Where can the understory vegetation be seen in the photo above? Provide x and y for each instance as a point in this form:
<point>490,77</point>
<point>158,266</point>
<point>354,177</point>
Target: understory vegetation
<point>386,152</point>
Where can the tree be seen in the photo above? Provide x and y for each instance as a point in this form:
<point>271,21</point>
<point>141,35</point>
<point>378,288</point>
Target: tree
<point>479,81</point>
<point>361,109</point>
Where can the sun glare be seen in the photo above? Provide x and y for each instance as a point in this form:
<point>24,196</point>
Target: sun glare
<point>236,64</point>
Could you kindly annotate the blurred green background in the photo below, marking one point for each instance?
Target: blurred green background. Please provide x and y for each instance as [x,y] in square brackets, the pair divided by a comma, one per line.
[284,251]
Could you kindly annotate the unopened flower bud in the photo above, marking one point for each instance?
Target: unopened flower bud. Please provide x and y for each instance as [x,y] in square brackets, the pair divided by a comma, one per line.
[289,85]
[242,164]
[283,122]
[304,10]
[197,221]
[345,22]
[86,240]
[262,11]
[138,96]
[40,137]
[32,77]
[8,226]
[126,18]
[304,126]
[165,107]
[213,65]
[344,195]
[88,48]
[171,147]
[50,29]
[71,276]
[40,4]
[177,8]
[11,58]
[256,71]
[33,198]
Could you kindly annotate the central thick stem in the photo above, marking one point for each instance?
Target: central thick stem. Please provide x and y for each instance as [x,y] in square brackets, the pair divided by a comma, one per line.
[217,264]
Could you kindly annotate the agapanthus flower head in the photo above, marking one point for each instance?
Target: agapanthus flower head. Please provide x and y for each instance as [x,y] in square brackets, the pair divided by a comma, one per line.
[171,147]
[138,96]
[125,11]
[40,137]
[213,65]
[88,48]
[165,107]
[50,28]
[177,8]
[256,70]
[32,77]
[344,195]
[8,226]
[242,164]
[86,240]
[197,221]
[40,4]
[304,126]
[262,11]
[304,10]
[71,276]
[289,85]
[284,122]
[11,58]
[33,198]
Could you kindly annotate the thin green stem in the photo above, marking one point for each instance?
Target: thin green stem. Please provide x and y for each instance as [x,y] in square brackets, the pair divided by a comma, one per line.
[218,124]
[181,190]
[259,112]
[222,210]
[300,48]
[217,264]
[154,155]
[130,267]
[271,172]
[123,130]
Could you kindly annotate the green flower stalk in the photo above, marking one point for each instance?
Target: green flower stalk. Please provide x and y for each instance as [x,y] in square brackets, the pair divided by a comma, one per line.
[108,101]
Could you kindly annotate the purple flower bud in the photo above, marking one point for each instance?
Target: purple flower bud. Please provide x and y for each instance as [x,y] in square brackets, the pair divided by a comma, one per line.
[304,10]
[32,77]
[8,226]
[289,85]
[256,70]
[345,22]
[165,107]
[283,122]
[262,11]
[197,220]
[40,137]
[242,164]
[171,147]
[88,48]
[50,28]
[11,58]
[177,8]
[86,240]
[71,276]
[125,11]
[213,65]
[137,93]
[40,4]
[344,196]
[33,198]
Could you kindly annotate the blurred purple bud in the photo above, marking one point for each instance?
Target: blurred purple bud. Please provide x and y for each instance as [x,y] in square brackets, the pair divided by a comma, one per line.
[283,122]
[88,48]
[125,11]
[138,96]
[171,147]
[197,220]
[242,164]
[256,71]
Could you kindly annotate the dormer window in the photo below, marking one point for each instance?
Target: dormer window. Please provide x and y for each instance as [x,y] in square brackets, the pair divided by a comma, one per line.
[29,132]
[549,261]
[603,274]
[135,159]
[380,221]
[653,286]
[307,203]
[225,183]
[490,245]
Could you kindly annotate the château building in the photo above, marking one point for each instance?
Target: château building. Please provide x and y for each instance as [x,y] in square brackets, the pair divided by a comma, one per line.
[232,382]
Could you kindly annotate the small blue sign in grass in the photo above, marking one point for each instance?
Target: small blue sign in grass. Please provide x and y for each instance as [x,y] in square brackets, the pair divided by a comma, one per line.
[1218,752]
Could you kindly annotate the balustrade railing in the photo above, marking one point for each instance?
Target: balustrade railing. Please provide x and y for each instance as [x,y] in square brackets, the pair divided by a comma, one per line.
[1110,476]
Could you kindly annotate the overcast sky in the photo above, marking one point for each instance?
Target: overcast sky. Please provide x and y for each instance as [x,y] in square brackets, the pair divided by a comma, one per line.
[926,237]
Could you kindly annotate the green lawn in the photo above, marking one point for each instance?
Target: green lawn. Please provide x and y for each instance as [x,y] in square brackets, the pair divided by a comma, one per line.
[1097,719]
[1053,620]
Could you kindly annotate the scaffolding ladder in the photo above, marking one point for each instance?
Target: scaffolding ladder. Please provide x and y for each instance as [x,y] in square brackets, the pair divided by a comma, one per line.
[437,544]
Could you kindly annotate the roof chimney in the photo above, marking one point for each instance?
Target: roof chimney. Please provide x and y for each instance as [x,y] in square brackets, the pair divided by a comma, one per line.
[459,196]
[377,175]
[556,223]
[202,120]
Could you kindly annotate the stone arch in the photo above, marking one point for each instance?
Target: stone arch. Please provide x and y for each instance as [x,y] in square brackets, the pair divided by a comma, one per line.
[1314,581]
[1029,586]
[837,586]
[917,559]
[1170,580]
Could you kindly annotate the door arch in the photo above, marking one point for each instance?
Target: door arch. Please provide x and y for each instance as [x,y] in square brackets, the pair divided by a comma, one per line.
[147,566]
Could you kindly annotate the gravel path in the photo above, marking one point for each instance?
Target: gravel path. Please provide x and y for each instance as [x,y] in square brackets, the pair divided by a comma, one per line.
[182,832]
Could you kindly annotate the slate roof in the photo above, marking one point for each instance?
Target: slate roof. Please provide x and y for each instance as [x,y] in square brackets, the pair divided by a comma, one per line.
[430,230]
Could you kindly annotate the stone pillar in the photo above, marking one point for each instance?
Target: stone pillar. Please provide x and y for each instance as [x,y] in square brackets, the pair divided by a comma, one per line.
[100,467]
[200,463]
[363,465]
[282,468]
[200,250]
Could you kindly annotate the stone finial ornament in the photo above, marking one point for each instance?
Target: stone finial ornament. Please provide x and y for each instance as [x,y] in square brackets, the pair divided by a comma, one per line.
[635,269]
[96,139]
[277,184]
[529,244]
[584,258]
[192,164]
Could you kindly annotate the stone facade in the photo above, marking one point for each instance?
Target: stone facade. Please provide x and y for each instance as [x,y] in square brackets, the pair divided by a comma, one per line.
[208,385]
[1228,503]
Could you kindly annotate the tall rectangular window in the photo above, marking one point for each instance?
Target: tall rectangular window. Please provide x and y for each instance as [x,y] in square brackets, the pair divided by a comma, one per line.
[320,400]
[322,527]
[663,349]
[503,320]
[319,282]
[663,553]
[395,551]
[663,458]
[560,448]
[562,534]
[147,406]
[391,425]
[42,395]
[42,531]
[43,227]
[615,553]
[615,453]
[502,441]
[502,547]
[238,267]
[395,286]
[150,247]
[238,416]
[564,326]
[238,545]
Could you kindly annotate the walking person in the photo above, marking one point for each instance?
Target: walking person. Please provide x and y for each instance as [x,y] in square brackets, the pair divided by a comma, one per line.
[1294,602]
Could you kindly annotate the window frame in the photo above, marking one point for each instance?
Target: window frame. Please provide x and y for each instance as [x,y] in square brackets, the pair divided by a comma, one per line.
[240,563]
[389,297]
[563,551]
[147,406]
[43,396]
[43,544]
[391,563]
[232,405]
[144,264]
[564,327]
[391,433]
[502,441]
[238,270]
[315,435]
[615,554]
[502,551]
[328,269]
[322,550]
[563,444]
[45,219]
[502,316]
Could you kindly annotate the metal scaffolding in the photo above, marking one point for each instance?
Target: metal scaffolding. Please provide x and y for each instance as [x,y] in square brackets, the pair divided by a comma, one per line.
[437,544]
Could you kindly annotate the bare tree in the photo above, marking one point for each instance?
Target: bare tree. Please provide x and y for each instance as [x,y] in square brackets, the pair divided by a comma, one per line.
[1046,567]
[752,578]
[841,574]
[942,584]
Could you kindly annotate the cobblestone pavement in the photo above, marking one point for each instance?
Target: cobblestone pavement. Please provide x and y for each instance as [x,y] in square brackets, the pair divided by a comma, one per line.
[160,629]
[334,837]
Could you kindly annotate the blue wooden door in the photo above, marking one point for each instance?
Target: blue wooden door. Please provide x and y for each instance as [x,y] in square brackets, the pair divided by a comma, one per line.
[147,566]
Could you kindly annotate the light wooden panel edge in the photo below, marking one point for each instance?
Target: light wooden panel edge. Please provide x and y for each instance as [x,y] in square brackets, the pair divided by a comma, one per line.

Problem to work on -
Please quote exactly the lines from the one containing "Could you kindly annotate the cobblestone" through the last line of the records above, both included, and nothing else.

Task output -
Could you kindly annotate the cobblestone pavement in the photo above, marking one point for each instance?
Target: cobblestone pavement. Please provide x and y for each instance as [x,y] in square brackets, the pair divided by a comma, one per line.
[160,629]
[334,837]
Could you kindly annotate the blue wooden door in the photo above, marking one point for each instance?
Target: blue wooden door. Please provide x and y for each instance as [x,y] in square brackets, the pair divided by a comma, one per line.
[147,566]
Could you kindly annotate the light wooden panel edge in the photo below, marking one point for each instance?
Target: light wooden panel edge. Please provide x and y for each instance as [x,y] in square brackets, the pair divided by a comma, one per line.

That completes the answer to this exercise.